=== TASK 1 ===
From the records below, filter out and copy every line that contains the string "blue", treating uppercase and lowercase as different.

=== SELECTION ===
Skip to Content.
Sympa Menu

charm - Re: [charm] Using Load balancers in charm++

charm AT lists.cs.illinois.edu

Subject: Charm++ parallel programming system

List archive

Re: [charm] Using Load balancers in charm++


Chronological Thread 
  • From: Aditya Kiran Pandare <apandar AT ncsu.edu>
  • To: "charm AT lists.cs.illinois.edu" <charm AT lists.cs.illinois.edu>
  • Subject: Re: [charm] Using Load balancers in charm++
  • Date: Sat, 16 Sep 2017 10:29:35 -0400
  • Authentication-results: illinois.edu; spf=none smtp.mailfrom=apandar AT ncsu.edu

Hello,

This is just an update to my previous question about using load balancers in charm++. After Dr Kale and Dr Pilla pointed me in the right direction, I finally was able to get load balancing to have an effect on the computation time.

The reason was that my code did not have iterations defined by entry-method invocations. Once this was corrected, load balancing clearly showed an effect on the computation time.

Here are some preliminary results using 8 PEs on 8 separate compute nodes. The top timeline is without using load balancers, and the bottom one is using RefineLB.

Thank you everyone, for your help.

Regards,

--
Aditya K Pandare
Graduate Research Assistant
Computational Fluid Dynamics Lab A
3211, Engineering Building III
Department of Mechanical and Aerospace Engineering (MAE)
North Carolina State University

On Wed, Sep 13, 2017 at 6:49 PM, Aditya Kiran Pandare <apandar AT ncsu.edu> wrote:
Thank you for your responses Dr Kale and Dr Pilla.

That is true. My code did not have iterations. I am now writing an iterative version of the calculation, and will send an update on this list as soon as I have the results.

=== DATA EXCERPTS ===

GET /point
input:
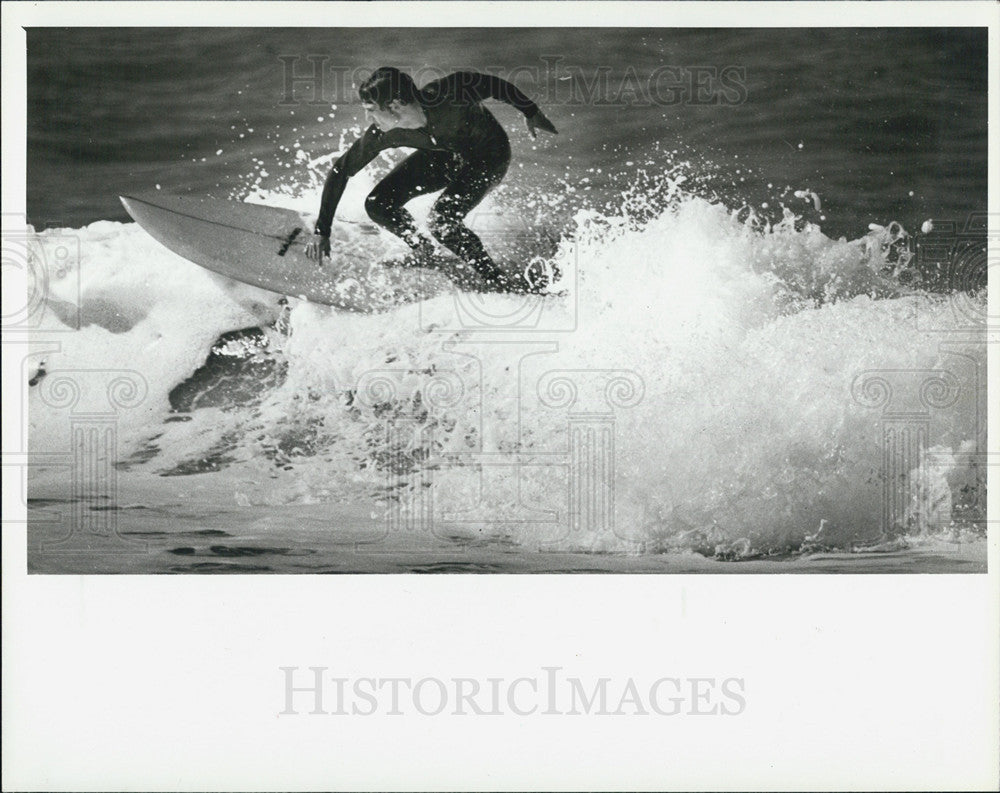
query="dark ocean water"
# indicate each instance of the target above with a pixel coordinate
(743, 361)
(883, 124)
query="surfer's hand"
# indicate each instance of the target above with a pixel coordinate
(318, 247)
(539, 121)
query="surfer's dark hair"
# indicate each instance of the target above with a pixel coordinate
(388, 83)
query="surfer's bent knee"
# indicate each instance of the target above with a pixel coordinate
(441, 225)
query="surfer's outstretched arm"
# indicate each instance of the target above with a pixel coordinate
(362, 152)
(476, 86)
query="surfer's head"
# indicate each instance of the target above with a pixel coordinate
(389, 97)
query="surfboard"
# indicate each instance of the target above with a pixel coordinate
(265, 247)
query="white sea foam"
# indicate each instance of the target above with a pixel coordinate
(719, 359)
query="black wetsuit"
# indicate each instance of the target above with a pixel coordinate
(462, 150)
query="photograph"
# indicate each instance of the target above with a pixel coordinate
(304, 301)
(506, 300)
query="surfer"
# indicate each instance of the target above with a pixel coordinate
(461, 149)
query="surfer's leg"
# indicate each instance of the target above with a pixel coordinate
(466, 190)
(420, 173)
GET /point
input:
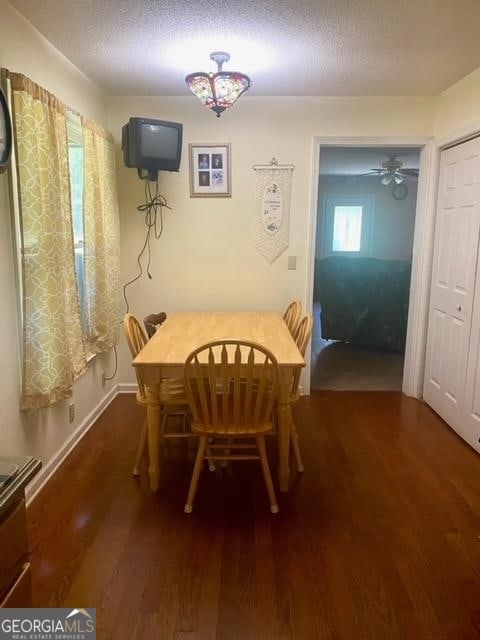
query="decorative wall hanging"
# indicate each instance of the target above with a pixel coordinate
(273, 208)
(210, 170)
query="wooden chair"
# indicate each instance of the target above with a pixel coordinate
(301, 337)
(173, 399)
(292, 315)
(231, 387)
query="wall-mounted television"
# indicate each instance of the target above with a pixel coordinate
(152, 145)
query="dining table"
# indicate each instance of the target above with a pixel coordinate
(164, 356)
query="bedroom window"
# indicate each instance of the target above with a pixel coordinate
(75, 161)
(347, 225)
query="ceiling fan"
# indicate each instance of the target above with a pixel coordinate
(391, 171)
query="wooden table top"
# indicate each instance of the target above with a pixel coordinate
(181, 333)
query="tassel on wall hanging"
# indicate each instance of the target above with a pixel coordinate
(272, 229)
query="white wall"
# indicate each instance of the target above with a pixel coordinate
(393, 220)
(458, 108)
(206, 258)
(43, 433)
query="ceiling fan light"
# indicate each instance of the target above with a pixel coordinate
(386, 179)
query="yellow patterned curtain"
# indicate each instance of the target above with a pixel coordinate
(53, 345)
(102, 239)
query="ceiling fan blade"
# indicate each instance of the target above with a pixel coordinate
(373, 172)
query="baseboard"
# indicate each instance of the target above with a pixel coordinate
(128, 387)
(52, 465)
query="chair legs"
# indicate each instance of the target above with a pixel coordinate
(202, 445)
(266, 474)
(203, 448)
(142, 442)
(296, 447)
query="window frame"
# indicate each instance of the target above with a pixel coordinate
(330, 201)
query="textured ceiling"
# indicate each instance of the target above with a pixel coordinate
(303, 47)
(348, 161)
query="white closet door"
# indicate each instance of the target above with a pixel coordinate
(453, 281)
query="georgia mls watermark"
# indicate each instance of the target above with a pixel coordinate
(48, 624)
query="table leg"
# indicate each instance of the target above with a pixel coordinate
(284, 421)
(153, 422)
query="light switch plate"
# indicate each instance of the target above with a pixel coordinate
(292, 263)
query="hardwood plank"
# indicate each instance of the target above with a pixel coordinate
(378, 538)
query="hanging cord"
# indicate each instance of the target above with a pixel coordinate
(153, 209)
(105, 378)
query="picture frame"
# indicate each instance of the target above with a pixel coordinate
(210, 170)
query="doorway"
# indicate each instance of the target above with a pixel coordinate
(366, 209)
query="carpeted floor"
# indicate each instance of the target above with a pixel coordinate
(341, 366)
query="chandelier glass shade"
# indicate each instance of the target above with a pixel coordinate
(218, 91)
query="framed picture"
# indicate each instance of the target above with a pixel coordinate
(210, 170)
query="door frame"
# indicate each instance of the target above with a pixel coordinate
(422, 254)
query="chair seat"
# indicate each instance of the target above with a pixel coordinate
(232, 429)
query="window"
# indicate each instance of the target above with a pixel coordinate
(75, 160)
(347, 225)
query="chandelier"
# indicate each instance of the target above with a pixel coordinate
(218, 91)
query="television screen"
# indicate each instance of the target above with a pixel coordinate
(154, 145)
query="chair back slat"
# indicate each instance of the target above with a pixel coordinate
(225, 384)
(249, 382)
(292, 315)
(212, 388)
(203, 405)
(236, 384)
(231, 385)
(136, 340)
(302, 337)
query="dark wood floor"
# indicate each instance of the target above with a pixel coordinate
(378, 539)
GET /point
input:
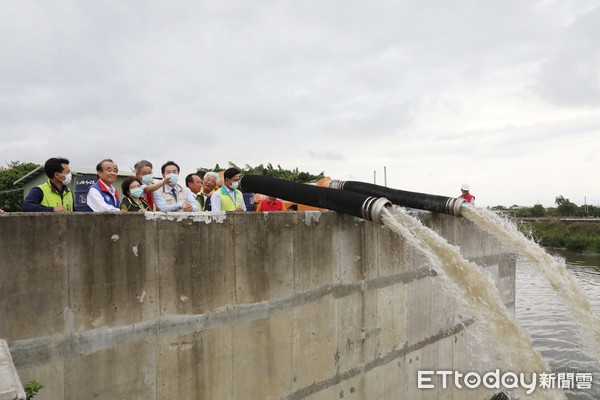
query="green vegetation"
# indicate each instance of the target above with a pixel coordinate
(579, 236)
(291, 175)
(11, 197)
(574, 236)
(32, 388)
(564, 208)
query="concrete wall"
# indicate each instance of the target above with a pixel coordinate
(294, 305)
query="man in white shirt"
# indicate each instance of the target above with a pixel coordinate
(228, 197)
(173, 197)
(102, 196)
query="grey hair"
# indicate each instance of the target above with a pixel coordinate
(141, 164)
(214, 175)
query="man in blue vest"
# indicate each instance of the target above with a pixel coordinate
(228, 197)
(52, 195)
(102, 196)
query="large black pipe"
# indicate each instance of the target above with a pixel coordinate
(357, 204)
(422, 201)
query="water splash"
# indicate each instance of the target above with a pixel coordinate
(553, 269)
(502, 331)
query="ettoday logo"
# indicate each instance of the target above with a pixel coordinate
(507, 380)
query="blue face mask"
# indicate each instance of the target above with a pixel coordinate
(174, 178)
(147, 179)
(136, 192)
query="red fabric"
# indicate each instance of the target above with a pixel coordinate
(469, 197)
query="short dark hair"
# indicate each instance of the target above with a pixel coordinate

=== TASK 2 ===
According to the mailing-list message above, which load balancer produced the bottom timeline in the preliminary results?

=== EXPECTED ANSWER 1 ===
query="man in blue vest"
query="blue face mask"

=== EXPECTED ANSWER 2 ===
RefineLB